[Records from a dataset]
☆ ☆ ☆ ☆ ☆ ☆ ☆

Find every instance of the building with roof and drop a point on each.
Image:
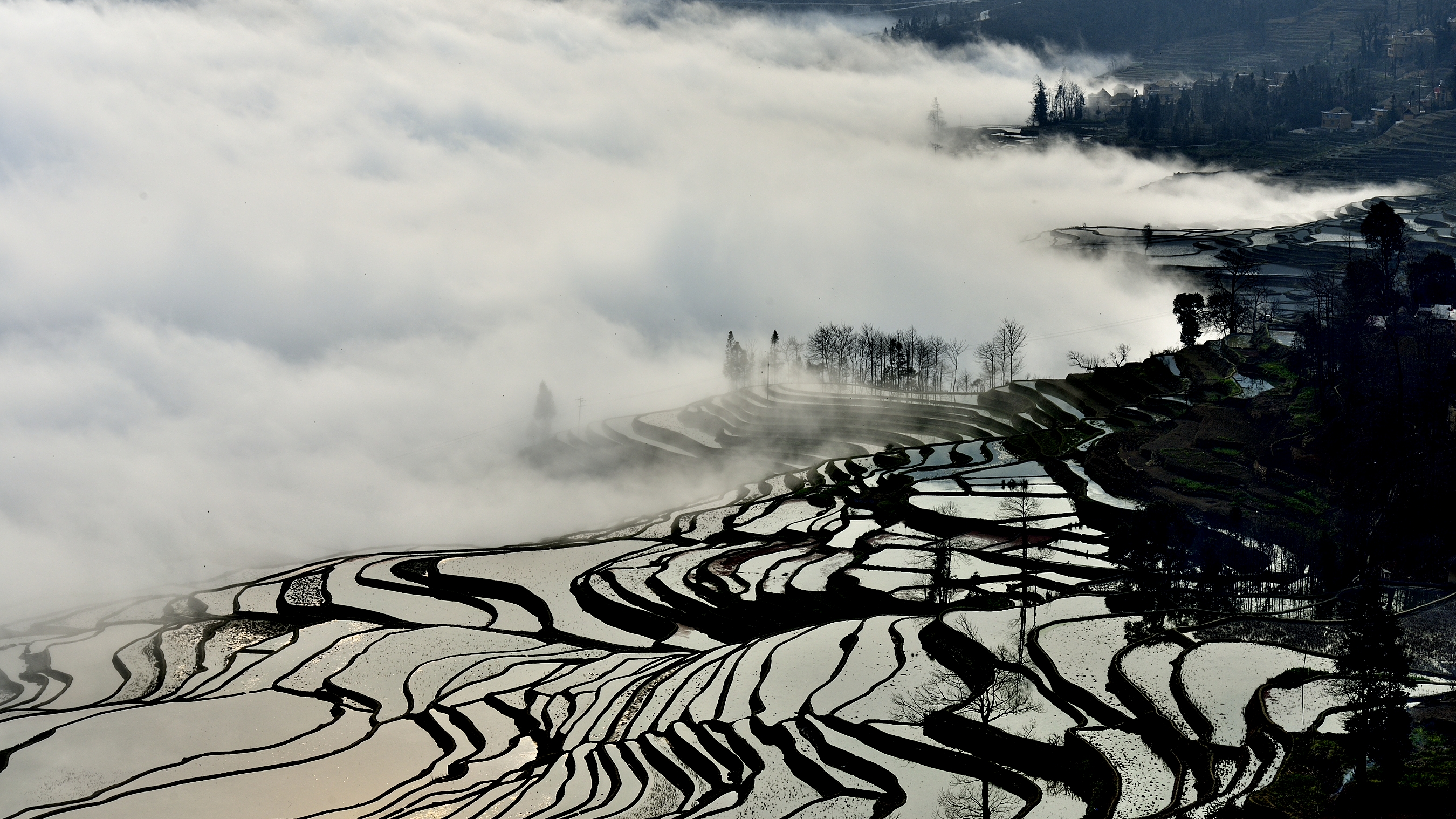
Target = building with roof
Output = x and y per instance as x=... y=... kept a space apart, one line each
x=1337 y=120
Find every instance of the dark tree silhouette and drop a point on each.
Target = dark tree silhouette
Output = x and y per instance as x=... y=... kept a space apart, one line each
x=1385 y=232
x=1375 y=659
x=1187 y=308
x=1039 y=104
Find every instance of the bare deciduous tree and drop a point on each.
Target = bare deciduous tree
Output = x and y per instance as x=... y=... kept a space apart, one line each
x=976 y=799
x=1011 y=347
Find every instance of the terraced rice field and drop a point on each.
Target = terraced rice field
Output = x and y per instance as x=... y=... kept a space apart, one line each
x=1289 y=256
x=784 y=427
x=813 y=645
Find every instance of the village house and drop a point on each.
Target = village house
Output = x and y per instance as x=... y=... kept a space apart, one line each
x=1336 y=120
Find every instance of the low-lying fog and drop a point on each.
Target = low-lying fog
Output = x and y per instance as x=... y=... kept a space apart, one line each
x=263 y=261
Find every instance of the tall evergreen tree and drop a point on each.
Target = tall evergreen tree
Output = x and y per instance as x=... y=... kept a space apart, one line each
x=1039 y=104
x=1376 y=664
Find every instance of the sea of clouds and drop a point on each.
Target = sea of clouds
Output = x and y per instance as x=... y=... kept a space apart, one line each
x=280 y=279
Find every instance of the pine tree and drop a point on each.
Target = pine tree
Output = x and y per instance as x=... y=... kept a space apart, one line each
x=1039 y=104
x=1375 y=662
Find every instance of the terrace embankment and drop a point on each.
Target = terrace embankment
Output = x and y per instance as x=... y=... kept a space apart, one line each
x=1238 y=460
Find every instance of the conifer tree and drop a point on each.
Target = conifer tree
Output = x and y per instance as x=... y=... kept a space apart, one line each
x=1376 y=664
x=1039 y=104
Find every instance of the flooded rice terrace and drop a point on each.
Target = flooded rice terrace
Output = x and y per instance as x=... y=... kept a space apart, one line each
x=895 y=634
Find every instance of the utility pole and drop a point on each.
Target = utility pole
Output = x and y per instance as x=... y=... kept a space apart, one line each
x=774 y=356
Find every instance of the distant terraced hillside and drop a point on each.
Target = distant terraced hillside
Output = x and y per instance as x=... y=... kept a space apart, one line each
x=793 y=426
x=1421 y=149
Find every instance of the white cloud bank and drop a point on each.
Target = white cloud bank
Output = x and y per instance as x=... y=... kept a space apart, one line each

☆ ☆ ☆ ☆ ☆ ☆ ☆

Task brief: Rewrite the part of the records that runs from their start through the line containing "x=280 y=279", both ends included, keeping the requests. Multiply each x and y coordinate in the answers by 0.35, round to whole numbers with halves going up, and leave the pictures out.

Expected output:
Find every instance of the building with roof and drop a point on each.
Image:
Target = building with roof
Output = x and y per instance as x=... y=... kept a space apart, one line each
x=468 y=42
Find every instance of the dark tree silhouette and drop a point on each.
Target = dark tree silhouette
Output = x and y per instance as x=... y=... kept a space apart, one line each
x=485 y=81
x=481 y=231
x=415 y=108
x=364 y=36
Find every instance of the bare deciduous tree and drop a point on each.
Target = bare deciduous tree
Output = x and y per instance as x=... y=... kept a space apart, one line each
x=342 y=280
x=354 y=121
Find every instance of the terraced rice field and drop a point on each.
Target = terraced rice field
Output = x and y per instance as x=... y=... kept a space apart, one line each
x=451 y=90
x=274 y=149
x=285 y=226
Find every instance of the village house and drop a point on each.
Target = village house
Output = x and y per instance as x=... y=... kept a space apart, one line each
x=468 y=42
Find every instance of the low-lying fog and drop a point on each.
Target = low-lying fog
Output = x and y per instance as x=... y=... kept a space apart, one line each
x=92 y=91
Find every instance of the tall evergreen tree and drop a point on each.
Target = tall evergreen tree
Output = x and y per instance as x=... y=... kept a space apart, one line each
x=364 y=36
x=482 y=232
Find every instance of the sea of clouds and drop a point on each.
Target = sea of clouds
Output = x and y per instance as x=... y=... kept a space apart, one line each
x=98 y=98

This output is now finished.